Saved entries
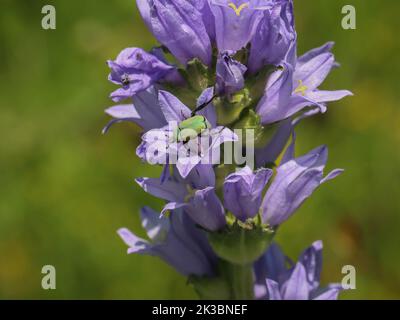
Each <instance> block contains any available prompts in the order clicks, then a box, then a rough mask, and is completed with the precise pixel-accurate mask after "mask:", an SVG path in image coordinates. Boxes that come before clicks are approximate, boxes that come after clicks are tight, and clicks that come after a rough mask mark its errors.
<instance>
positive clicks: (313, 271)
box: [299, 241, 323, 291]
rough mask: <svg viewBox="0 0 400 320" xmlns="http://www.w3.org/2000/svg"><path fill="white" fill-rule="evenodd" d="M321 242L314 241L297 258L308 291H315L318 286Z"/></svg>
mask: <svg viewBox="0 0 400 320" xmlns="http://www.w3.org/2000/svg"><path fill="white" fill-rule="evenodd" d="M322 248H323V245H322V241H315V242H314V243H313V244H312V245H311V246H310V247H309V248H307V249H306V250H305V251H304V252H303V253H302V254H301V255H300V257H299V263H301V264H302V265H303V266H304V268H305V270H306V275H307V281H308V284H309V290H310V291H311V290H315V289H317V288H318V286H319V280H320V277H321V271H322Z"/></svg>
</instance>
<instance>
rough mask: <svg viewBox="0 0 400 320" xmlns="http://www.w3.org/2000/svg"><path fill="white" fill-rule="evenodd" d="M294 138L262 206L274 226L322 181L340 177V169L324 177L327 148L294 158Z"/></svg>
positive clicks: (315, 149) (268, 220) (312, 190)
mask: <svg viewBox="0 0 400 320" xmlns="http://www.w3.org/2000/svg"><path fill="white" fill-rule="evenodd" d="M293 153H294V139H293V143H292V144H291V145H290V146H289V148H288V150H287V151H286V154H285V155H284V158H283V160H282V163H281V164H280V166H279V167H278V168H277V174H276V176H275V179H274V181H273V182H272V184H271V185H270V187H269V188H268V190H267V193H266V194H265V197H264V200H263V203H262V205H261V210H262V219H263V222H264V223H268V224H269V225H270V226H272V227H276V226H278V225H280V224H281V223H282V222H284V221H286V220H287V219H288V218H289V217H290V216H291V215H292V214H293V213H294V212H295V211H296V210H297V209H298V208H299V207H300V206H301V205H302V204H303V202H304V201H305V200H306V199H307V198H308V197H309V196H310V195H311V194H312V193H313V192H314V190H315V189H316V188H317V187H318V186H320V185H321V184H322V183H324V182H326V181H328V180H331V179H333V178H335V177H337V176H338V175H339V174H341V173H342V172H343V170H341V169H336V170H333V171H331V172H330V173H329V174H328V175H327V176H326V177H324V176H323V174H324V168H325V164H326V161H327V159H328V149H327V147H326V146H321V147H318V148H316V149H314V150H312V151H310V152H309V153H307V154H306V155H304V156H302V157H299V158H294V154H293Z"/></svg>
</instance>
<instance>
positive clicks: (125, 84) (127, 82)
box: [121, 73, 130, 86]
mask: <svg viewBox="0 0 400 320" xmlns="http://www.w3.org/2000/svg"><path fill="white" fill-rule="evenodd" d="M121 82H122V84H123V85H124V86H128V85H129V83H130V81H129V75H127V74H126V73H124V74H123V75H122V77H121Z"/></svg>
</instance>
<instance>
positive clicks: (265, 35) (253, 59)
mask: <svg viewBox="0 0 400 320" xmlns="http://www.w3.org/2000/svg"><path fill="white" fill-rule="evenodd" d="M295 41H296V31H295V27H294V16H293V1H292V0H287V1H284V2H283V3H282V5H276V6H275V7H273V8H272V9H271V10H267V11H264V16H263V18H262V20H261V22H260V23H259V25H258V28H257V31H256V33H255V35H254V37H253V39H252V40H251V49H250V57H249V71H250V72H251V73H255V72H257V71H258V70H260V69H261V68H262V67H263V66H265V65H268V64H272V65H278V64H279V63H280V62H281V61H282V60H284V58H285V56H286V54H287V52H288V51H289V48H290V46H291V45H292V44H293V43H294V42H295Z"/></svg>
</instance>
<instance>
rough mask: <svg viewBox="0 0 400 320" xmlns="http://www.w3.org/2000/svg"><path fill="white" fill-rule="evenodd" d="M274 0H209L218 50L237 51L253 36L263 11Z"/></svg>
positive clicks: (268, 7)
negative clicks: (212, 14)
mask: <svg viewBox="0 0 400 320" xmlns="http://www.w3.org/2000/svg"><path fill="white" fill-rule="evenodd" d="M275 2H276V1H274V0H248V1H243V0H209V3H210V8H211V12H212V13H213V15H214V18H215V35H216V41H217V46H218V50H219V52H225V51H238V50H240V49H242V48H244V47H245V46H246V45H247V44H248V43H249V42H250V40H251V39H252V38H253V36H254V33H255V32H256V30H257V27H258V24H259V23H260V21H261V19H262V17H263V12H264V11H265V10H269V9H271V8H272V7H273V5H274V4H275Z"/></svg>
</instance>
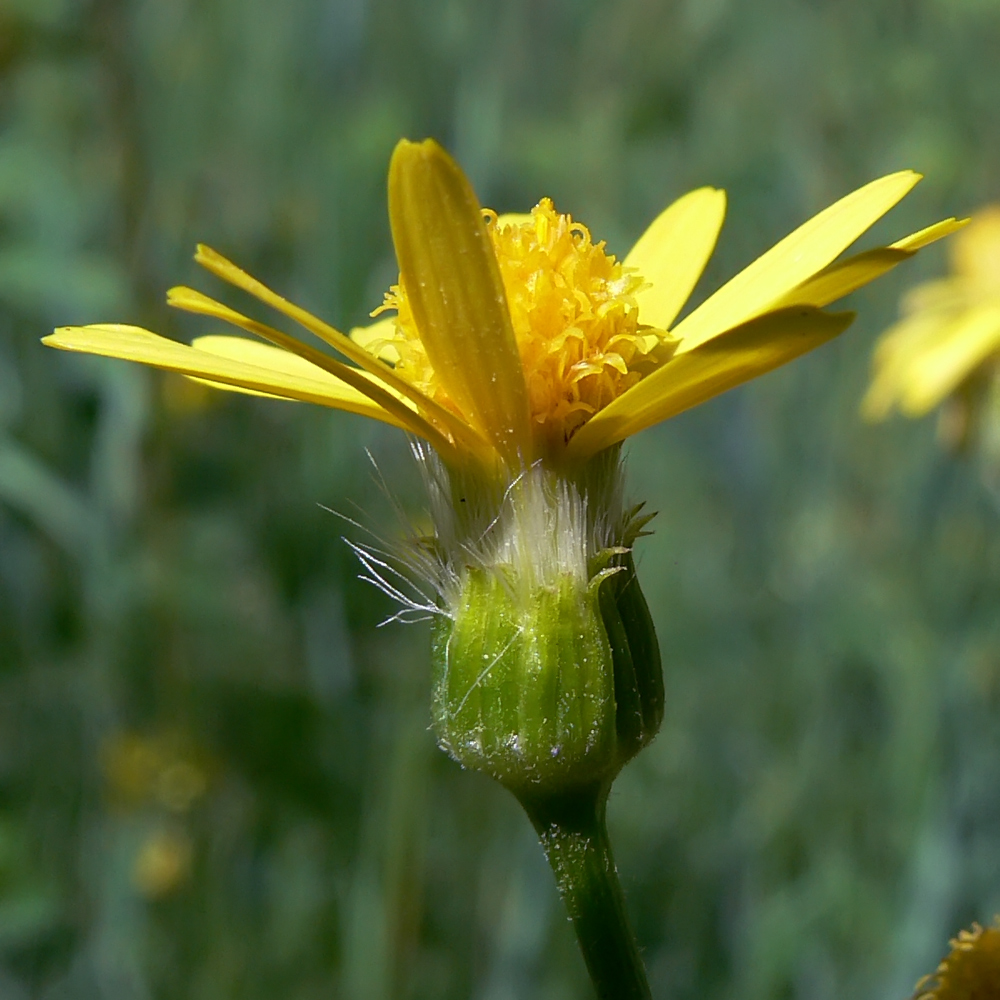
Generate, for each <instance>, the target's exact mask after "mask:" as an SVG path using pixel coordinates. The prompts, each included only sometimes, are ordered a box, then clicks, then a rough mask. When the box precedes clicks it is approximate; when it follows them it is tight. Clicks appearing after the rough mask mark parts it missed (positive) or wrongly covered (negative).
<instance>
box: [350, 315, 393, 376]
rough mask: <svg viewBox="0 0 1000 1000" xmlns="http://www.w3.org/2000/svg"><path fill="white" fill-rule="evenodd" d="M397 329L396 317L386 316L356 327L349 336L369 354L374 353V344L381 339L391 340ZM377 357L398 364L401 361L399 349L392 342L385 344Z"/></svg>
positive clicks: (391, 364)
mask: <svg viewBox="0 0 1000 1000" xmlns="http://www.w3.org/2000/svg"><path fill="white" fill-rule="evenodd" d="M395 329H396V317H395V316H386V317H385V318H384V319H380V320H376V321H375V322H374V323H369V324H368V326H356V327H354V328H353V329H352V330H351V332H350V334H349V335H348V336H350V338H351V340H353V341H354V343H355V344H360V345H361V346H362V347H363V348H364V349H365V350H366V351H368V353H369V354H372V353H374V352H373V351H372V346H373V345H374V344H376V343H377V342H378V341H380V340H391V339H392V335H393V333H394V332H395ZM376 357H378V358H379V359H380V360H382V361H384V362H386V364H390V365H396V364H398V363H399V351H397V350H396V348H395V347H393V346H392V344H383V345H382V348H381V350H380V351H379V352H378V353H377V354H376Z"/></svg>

■ TASK TO CARRY OUT ■
Could you write out the records exactly while omitting every picture?

■ ANSWER SPACE ■
Each <instance> block contains any available prompts in the order clicks, then a box, then a rough mask, and is completed with the precise pixel-accurate mask after "mask:", an SVG path in image coordinates. Boxes that come before clicks are approximate, boxes that come after clicks are tight, and clicks that come after a rough mask mark its errors.
<instance>
positive clicks: (313, 271)
box: [299, 241, 323, 291]
rough mask: <svg viewBox="0 0 400 320" xmlns="http://www.w3.org/2000/svg"><path fill="white" fill-rule="evenodd" d="M321 242L314 241L297 258L308 291H315L318 286Z"/></svg>
mask: <svg viewBox="0 0 400 320" xmlns="http://www.w3.org/2000/svg"><path fill="white" fill-rule="evenodd" d="M322 248H323V245H322V241H315V242H314V243H313V244H312V245H311V246H310V247H309V248H307V249H306V250H305V251H304V252H303V253H302V254H301V255H300V257H299V263H301V264H302V265H303V266H304V268H305V270H306V275H307V281H308V284H309V290H310V291H311V290H315V289H317V288H318V286H319V280H320V277H321V271H322Z"/></svg>
</instance>
<instance>
rough mask: <svg viewBox="0 0 400 320" xmlns="http://www.w3.org/2000/svg"><path fill="white" fill-rule="evenodd" d="M294 138L262 206L274 226L322 181L340 177V169L324 177L327 148L294 158Z"/></svg>
positive clicks: (315, 149) (268, 220) (312, 190)
mask: <svg viewBox="0 0 400 320" xmlns="http://www.w3.org/2000/svg"><path fill="white" fill-rule="evenodd" d="M293 153H294V139H293V143H292V144H291V145H290V146H289V148H288V150H287V151H286V154H285V155H284V158H283V160H282V163H281V164H280V166H279V167H278V168H277V174H276V176H275V179H274V181H273V182H272V184H271V185H270V187H269V188H268V190H267V193H266V194H265V197H264V200H263V203H262V205H261V210H262V219H263V222H264V223H268V224H269V225H270V226H272V227H276V226H278V225H280V224H281V223H282V222H284V221H286V220H287V219H288V218H289V217H290V216H291V215H292V214H293V213H294V212H295V211H296V210H297V209H298V208H299V207H300V206H301V205H302V204H303V202H304V201H305V200H306V199H307V198H308V197H309V196H310V195H311V194H312V193H313V192H314V190H315V189H316V188H317V187H318V186H320V185H321V184H322V183H324V182H326V181H328V180H331V179H333V178H335V177H337V176H338V175H339V174H341V173H342V172H343V170H341V169H336V170H333V171H331V172H330V173H329V174H328V175H327V176H326V177H324V176H323V174H324V168H325V164H326V161H327V159H328V149H327V147H326V146H321V147H318V148H316V149H314V150H312V151H310V152H309V153H307V154H306V155H304V156H302V157H299V158H294V154H293Z"/></svg>
</instance>
<instance>
positive clicks: (125, 84) (127, 82)
box: [121, 73, 130, 86]
mask: <svg viewBox="0 0 400 320" xmlns="http://www.w3.org/2000/svg"><path fill="white" fill-rule="evenodd" d="M121 82H122V84H123V85H124V86H128V85H129V83H130V81H129V75H127V74H126V73H124V74H123V75H122V77H121Z"/></svg>
</instance>
<instance>
positive clicks: (265, 35) (253, 59)
mask: <svg viewBox="0 0 400 320" xmlns="http://www.w3.org/2000/svg"><path fill="white" fill-rule="evenodd" d="M295 41H296V31H295V27H294V16H293V1H292V0H287V1H284V2H283V3H282V5H276V6H275V7H273V8H272V9H271V10H267V11H264V16H263V18H262V20H261V22H260V23H259V25H258V28H257V31H256V33H255V35H254V37H253V39H252V40H251V49H250V57H249V71H250V72H251V73H255V72H257V71H258V70H260V69H261V68H262V67H263V66H265V65H268V64H272V65H278V64H279V63H280V62H281V61H282V60H284V58H285V56H286V54H287V52H288V51H289V48H290V46H291V45H292V44H293V43H294V42H295Z"/></svg>
</instance>
<instance>
rough mask: <svg viewBox="0 0 400 320" xmlns="http://www.w3.org/2000/svg"><path fill="white" fill-rule="evenodd" d="M274 0H209L218 50L237 51L253 36L263 11Z"/></svg>
positive clicks: (268, 7)
negative clicks: (212, 14)
mask: <svg viewBox="0 0 400 320" xmlns="http://www.w3.org/2000/svg"><path fill="white" fill-rule="evenodd" d="M275 2H276V1H274V0H248V1H243V0H209V3H210V8H211V12H212V13H213V15H214V18H215V35H216V41H217V46H218V50H219V52H225V51H238V50H240V49H242V48H244V47H245V46H246V45H247V44H248V43H249V42H250V40H251V39H252V38H253V36H254V33H255V32H256V30H257V27H258V24H259V23H260V21H261V19H262V17H263V12H264V11H265V10H269V9H271V8H272V7H273V5H274V4H275Z"/></svg>
</instance>
Generate, for each <instance>, the target's exact mask after "mask:" as an SVG path using pixel coordinates. The prompts, each included only sometimes, are ordered a box, then clicks, then a rough mask. When the box precedes clicks it is approximate; when it follows them it is tight. Clicks appearing after the rough mask mark parts it missed (positive) or wrongly covered (negative).
<instance>
box: [350, 315, 393, 376]
rough mask: <svg viewBox="0 0 1000 1000" xmlns="http://www.w3.org/2000/svg"><path fill="white" fill-rule="evenodd" d="M397 329L396 317L386 316L356 327L349 336L369 354L374 353V344L381 339L391 340ZM377 357L398 364L401 361L399 349L392 342L385 344Z"/></svg>
positive clicks: (391, 364)
mask: <svg viewBox="0 0 1000 1000" xmlns="http://www.w3.org/2000/svg"><path fill="white" fill-rule="evenodd" d="M395 329H396V317H395V316H386V317H385V318H384V319H380V320H376V321H375V322H374V323H369V324H368V326H356V327H354V328H353V329H352V330H351V332H350V334H349V335H348V336H350V338H351V340H353V341H354V343H355V344H360V345H361V346H362V347H363V348H364V349H365V350H366V351H368V353H369V354H372V353H374V352H373V351H372V346H373V345H374V344H376V343H377V342H378V341H380V340H391V339H392V335H393V333H394V332H395ZM376 357H378V358H379V359H380V360H382V361H384V362H386V364H390V365H396V364H398V363H399V351H397V350H396V348H395V347H393V346H392V344H383V345H382V348H381V350H380V351H379V352H378V353H377V354H376Z"/></svg>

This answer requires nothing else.